> [TASK]:
Copy the passage on guilt and grief from "But here's the" through "away from the living.", swapping "expensive" for "costly".

*** Opening DOCUMENT TEXT ***

If we stay in this place of ruminating over our regrets and guilt, we are spared a bit from the acknowledgement of all our loss. Maybe it is easier to talk about our feelings of guilt than it is to live with the reality of all the things that will not happen now that they are gone.

It is all HARD. Guilt is crushing; mourning is like having heart surgery without anesthesia - every damn day.

But here's the thing - guilt is not really a gift unless it is true, legitimate wrongdoing - if that is true, then we know how to proceed: ask for forgiveness and make amends. However, it is usually not the whole story. Sometimes we give ourselves too much credit for what we perceive we can (or should) control. Secondly, it is expensive. Unremitting, unresolved feelings of guilt steals the present moment. It takes us away from the living.

Guilt, the lying little bugger, tells us that it serves as a living tribute to the loss. But guilt really just keeps stealing from the living. Guilt asks us to keep dying for our dead - and that sounds noble, even preferable to our grief over another's passing.

But what if there is another way? What if we acknowledge the specifics of what we cannot undo that was 'wrong' and refuse the offering of a generalized guilty feeling with no legitimate claim to reality? We acknowledge our legitimate wrongdoing and seek forgiveness, make amends. If we find that some of the beliefs that we have held about our guilt are simply not true, then we must move forward. We live. We live to honor the lost. We live well for those among us, our other children, our family that is still present for us to love well.

*** Closing DOCUMENT TEXT ***
*** Opening RECORD SET ***

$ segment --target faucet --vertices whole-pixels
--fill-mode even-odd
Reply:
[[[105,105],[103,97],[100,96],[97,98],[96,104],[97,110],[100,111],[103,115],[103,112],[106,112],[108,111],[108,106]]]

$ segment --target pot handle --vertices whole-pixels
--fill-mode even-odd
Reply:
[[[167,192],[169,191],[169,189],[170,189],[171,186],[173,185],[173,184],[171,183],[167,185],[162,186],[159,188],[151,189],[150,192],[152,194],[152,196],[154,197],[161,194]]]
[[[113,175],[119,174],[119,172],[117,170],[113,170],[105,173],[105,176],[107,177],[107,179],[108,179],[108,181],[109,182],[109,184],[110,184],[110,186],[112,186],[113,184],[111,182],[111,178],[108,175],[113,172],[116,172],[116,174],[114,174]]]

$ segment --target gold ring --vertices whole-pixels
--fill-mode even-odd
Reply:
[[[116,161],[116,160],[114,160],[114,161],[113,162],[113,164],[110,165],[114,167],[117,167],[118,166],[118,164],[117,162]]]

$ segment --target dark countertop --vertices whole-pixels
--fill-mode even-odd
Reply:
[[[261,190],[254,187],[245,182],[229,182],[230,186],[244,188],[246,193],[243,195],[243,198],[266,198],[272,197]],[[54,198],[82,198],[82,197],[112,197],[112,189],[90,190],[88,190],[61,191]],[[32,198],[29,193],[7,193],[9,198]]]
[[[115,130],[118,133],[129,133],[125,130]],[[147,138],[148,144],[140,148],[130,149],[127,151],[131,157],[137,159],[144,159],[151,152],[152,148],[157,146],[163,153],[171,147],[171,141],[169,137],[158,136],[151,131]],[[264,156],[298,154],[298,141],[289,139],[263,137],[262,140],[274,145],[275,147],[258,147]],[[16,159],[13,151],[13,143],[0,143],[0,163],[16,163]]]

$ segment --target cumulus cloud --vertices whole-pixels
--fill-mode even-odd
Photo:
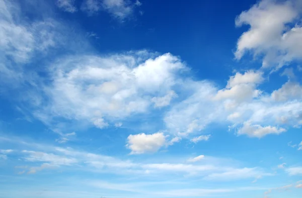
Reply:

*** Closing RECORD SET ***

> [ANSWER SECTION]:
But here's the thing - guilt is not really a gift unless it is true, legitimate wrongdoing - if that is true, then we know how to proceed: ask for forgiveness and make amends. However, it is usually not the whole story. Sometimes we give ourselves too much credit for what we perceive we can (or should) control. Secondly, it is costly. Unremitting, unresolved feelings of guilt steals the present moment. It takes us away from the living.